------ Dataset excerpts

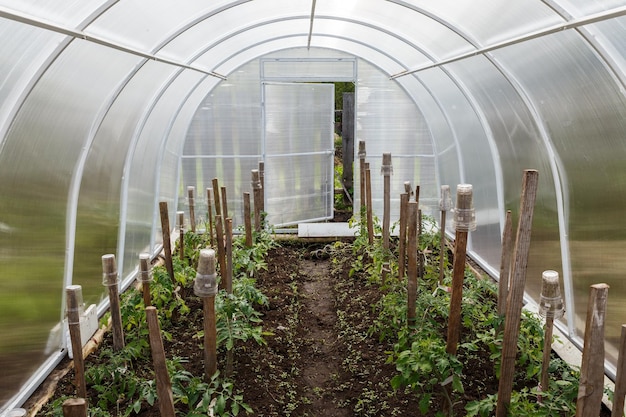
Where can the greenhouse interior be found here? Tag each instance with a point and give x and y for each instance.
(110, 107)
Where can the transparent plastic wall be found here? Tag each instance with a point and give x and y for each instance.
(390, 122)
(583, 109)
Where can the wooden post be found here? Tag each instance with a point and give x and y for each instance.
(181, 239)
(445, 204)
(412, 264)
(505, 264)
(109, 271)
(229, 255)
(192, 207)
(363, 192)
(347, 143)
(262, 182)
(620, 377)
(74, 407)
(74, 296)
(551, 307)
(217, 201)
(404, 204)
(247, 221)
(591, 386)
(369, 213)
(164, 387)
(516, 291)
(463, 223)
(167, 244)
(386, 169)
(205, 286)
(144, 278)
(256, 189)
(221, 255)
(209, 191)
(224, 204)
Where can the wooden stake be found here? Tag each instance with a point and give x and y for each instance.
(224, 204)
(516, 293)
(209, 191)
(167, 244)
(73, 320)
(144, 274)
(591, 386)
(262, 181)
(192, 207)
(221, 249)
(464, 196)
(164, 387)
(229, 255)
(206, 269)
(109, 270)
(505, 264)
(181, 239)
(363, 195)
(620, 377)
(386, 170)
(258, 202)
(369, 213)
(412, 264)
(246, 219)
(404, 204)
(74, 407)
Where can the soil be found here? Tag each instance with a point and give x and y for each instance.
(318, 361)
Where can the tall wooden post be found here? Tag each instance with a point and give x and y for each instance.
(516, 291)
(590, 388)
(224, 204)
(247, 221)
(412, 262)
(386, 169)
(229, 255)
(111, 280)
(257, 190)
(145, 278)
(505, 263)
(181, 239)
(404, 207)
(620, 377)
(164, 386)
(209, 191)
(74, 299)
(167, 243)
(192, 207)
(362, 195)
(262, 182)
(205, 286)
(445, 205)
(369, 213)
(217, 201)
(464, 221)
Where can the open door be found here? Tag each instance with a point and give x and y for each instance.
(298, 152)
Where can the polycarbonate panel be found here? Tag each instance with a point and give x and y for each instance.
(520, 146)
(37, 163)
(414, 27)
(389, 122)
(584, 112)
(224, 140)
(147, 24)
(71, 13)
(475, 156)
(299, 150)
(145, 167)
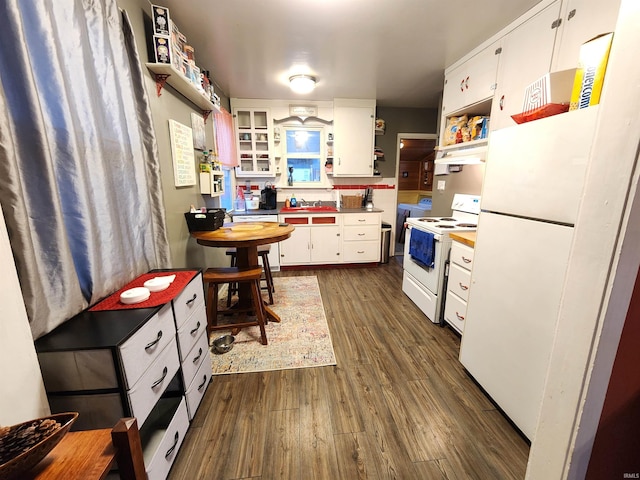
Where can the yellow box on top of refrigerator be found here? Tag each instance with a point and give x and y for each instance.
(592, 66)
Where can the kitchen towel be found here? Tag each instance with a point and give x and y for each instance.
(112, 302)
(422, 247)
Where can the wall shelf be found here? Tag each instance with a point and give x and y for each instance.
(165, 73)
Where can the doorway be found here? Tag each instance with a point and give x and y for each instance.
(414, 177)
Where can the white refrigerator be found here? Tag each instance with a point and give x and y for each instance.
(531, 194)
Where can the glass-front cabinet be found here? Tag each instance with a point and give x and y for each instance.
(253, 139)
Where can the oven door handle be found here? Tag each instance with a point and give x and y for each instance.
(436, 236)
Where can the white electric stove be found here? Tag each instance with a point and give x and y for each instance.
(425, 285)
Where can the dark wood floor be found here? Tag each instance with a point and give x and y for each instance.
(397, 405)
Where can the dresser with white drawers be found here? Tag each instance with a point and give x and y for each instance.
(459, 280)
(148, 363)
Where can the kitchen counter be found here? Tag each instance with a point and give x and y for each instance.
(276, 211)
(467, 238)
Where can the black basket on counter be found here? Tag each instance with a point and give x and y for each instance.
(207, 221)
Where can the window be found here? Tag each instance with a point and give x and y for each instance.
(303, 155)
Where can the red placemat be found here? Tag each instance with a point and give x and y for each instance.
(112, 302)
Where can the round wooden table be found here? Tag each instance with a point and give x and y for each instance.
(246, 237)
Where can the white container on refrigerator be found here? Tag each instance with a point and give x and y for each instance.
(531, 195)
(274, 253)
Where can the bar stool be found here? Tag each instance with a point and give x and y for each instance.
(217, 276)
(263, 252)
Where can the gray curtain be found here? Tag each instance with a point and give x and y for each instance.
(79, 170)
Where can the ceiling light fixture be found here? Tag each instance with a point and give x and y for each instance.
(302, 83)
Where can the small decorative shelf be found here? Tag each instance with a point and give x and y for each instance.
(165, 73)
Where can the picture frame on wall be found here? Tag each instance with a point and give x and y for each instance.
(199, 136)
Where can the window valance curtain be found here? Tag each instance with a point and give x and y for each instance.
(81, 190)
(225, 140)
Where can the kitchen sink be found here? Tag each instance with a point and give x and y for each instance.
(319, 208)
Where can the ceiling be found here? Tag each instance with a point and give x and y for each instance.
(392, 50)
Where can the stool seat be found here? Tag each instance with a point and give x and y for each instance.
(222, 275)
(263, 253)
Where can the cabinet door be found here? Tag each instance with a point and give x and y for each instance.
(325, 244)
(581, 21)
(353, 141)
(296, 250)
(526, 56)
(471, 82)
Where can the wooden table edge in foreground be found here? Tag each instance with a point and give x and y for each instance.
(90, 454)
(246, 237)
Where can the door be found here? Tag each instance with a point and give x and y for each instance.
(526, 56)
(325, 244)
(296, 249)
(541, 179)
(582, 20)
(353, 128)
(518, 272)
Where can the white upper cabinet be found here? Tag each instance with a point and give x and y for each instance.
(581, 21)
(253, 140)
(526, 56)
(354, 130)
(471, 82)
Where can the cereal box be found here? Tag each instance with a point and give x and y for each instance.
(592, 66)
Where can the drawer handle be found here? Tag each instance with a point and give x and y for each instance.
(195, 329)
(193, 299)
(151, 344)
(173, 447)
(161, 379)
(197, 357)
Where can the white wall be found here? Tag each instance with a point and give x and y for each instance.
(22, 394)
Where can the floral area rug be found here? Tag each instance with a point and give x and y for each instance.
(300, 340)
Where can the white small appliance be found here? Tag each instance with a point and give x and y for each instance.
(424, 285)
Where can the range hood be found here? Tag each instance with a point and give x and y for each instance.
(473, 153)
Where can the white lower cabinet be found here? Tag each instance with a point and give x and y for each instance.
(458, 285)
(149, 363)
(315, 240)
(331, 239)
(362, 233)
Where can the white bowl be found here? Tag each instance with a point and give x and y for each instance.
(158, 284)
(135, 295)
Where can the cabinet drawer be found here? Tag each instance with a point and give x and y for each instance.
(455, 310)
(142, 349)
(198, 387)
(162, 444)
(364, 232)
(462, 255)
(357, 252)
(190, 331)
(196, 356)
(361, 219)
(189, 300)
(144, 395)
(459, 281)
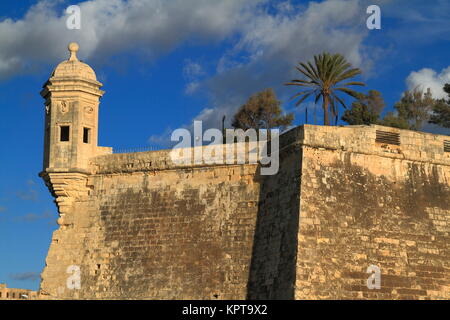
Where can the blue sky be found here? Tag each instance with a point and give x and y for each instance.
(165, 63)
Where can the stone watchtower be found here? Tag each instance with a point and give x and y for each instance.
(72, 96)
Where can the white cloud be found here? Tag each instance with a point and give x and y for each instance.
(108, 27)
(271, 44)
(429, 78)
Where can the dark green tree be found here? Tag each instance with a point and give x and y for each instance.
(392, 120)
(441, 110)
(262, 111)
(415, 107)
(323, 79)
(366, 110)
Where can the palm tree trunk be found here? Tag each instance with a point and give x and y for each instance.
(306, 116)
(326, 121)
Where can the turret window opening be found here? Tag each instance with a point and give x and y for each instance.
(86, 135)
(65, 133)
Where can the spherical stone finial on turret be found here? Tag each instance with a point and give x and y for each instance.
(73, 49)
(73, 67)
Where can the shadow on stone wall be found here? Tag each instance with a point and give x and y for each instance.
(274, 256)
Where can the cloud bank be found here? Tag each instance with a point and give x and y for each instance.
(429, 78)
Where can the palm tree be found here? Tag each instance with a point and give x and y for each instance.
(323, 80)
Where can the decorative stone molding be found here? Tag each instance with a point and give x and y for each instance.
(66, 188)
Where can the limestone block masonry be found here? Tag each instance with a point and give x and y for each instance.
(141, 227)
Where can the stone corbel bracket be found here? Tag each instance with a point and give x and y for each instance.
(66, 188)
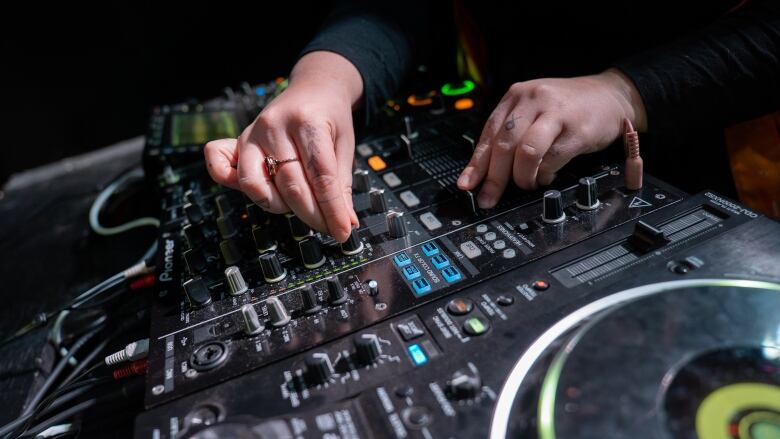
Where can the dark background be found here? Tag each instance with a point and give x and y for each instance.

------------

The records above should be reproduced exactly, with no pictures included.

Where can the greenhouse interior be found here? Tag each instance with a point and give x and y for each instance.
(110, 107)
Where can the transparent plastic wall be found here? Tag each instance with a point and give x and y for each instance.
(390, 122)
(583, 109)
Where can the wooden post be found here? Tag each instance with a point and give x and y for each instance.
(181, 239)
(445, 204)
(412, 264)
(505, 264)
(109, 271)
(229, 255)
(192, 207)
(363, 192)
(347, 143)
(262, 182)
(620, 377)
(74, 407)
(74, 296)
(551, 307)
(217, 201)
(404, 204)
(247, 221)
(591, 386)
(369, 213)
(164, 387)
(516, 291)
(463, 223)
(167, 244)
(386, 169)
(205, 286)
(144, 278)
(256, 189)
(221, 255)
(209, 191)
(224, 204)
Where can the wooden stake be found here? Tag each instance with a point and give x and y for each instance.
(224, 204)
(516, 293)
(209, 191)
(167, 244)
(73, 320)
(144, 274)
(591, 386)
(262, 181)
(192, 207)
(221, 249)
(464, 196)
(164, 387)
(229, 255)
(206, 269)
(109, 270)
(505, 264)
(181, 239)
(363, 195)
(620, 377)
(386, 170)
(258, 202)
(369, 213)
(412, 264)
(246, 219)
(404, 204)
(74, 407)
Where can the soil be found here? Tag each instance with a point and give x and y for each instance.
(318, 361)
Where can the tall wooden post be found here? Tag each instance with a point and give x and y for each instance.
(516, 291)
(590, 388)
(224, 204)
(247, 221)
(412, 262)
(386, 169)
(229, 255)
(111, 280)
(257, 190)
(145, 278)
(505, 263)
(181, 239)
(404, 207)
(620, 377)
(164, 386)
(209, 191)
(74, 299)
(167, 243)
(192, 207)
(362, 195)
(262, 182)
(205, 286)
(445, 205)
(369, 213)
(217, 201)
(464, 221)
Where can the open door be found here? Tag each instance with a point and give x and y for each instance.
(298, 152)
Where can the polycarbonate panel be found here? Tag each instance with a point and give x and y for each instance.
(520, 146)
(37, 163)
(414, 27)
(389, 122)
(584, 112)
(224, 140)
(147, 24)
(71, 13)
(475, 156)
(299, 150)
(145, 167)
Where can the yellow box on top of refrigerator be found here? Tag each instance with a point and give x and y for each instance.
(592, 66)
Where can the kitchen towel be found here? Tag each instance with a point and give x and y for each instance.
(112, 302)
(422, 247)
Where can the wall shelf be found here? Tag each instance with a point and give x and y for each instance.
(165, 73)
Where can the doorway be found here? Tag each instance with a point and give x and y for each instance.
(414, 177)
Where can the white refrigerator be found here? Tag each instance with a point and give x and y for each instance.
(531, 194)
Where can the glass-front cabinet be found here? Tag each instance with a point and give x and y for each instance.
(253, 139)
Where can the oven door handle be found here? Tag each instance with a point and give x and y for each instance.
(436, 236)
Where can the white electric stove be found here? Tag each instance with a point and give x and y for each instance.
(425, 285)
Where can the dark wood floor be found here? Tag each instance with a point and give x and y for each instance.
(397, 405)
Where can the dresser with white drawers be found here? Tag each instance with a point and give x and y for each instance.
(459, 280)
(148, 363)
Where can the kitchen counter be found here? Tag each instance with a point and give x and y for each instance.
(276, 211)
(467, 238)
Where can the black basket on counter be found here? Tag each instance with a point and give x and y for each instance.
(207, 221)
Where can the window be found here? Tag each instance with a point and give x and y for each instance.
(303, 155)
Where can the red placemat be found here? Tag each instance with a point and give x and y for each instance.
(112, 302)
Where can the round wooden table be found here? Tag each instance with a point and give x and y for each instance.
(246, 237)
Where can the white container on refrigerator be found here? Tag each instance with a point and give x and y for each instance.
(531, 195)
(274, 253)
Where can the bar stool be found here? Tag each instance with a point and give x and y for each instance.
(217, 276)
(263, 252)
Where can the gray curtain be found here? Tag each instance with a point and give x and y for each instance.
(79, 170)
Where can the ceiling light fixture be found here? Tag each instance with a point and give x and y for each instance.
(302, 83)
Where can the small decorative shelf be found here? Tag each instance with a point and give x and y for each instance.
(165, 73)
Where can the picture frame on wall be found here? Tag each instance with a point and give x and y for each instance.
(199, 136)
Where can the window valance curtain be found here? Tag each instance with a point and give x and y for each instance.
(81, 190)
(225, 140)
Where can the kitchen sink be found here? Tag each instance with a point and give x and y for each instance.
(319, 208)
Where can the ceiling be found here? Tag each instance with a point and give x and y for each instance.
(392, 50)
Where can the stool seat be found here? Tag each instance with a point and give x and y for each instance.
(222, 275)
(263, 253)
Where can the cabinet door be found here? Tag each instance with a point and give x and y for each instance.
(325, 244)
(581, 21)
(353, 141)
(296, 250)
(526, 56)
(471, 82)
Where can the wooden table edge in foreground be found here? Tag each instance with a point and give x and y for each instance.
(90, 454)
(246, 237)
Where can the door be found here? Tag each instance with a point and give x and y for each instance.
(526, 56)
(325, 244)
(296, 249)
(541, 179)
(582, 20)
(353, 128)
(518, 272)
Where can the white upper cabinet be found here? Tag each instance with a point and give x and y for each instance.
(581, 21)
(253, 140)
(526, 56)
(354, 130)
(471, 82)
Where can the cereal box be found here? Tag each instance with a point and give x and y for each instance.
(592, 66)
Where can the drawer handle be found here? Tag each instance with a point and give x and y for each instance.
(195, 329)
(193, 299)
(151, 344)
(173, 447)
(161, 379)
(197, 357)
Where can the white wall be found here? Tag each instance with a point and give x and y for each instance.
(22, 394)
Where can the floral area rug be found here? Tag each instance with a point and give x and y for each instance.
(300, 340)
Where can the white small appliance be found here? Tag each instance with a point and give x and y for each instance.
(424, 285)
Where can the range hood be found here? Tag each instance with a point and give x and y for each instance.
(473, 153)
Where can the white lower cabinet be found here? Tag each instance with a point and give x and y for each instance.
(458, 285)
(149, 363)
(315, 240)
(331, 239)
(362, 233)
Where can the white bowl be found here? Tag each instance with a point and give x and y for each instance.
(158, 284)
(135, 295)
Where can the cabinet drawer be found here? Tag each instance with a point and give x and y for each instance.
(455, 310)
(142, 349)
(198, 387)
(162, 444)
(364, 232)
(462, 255)
(357, 252)
(190, 331)
(196, 356)
(361, 219)
(189, 300)
(144, 395)
(459, 281)
Where can the blue sky be found here? Tag each instance with a point and give x and y for each instance.
(165, 63)
Where can the stone watchtower be found here? Tag each instance with a point and give x and y for each instance.
(72, 96)
Where can the white cloud be found here? Tag each instance with a point and give x and y for each instance.
(108, 27)
(271, 44)
(429, 78)
Where can the dark green tree be found here? Tag each instance with a point and give x and y for each instance.
(392, 120)
(441, 110)
(262, 111)
(415, 107)
(323, 79)
(366, 110)
Where can the palm tree trunk be found here? Tag each instance with a point and give x and y for each instance.
(306, 116)
(326, 121)
Where can the turret window opening be found here? Tag each instance with a point and give x and y for each instance.
(86, 135)
(65, 133)
Where can the spherical stone finial on turret be found here? Tag each instance with a point and give x and y for each instance.
(73, 49)
(73, 67)
Where can the shadow on stone wall be found here? Tag each instance with a point and give x and y for each instance.
(274, 256)
Where can the cloud bank be found here? Tag each instance with a point and give x and y for each instance.
(429, 78)
Where can the palm tree be found here? Tag each instance with a point and give x and y for each instance.
(323, 80)
Where can the decorative stone molding be found here? Tag each instance with a point and give x and y for each instance.
(66, 188)
Where can the limestone block masonry be found here? Tag each instance with a point and give x and y for each instance.
(141, 227)
Where can the stone corbel bracket be found here? Tag each instance with a point and give x and y for each instance.
(66, 188)
Where can the dark background be found here? Tag each instance with a point and give x and y for each instance.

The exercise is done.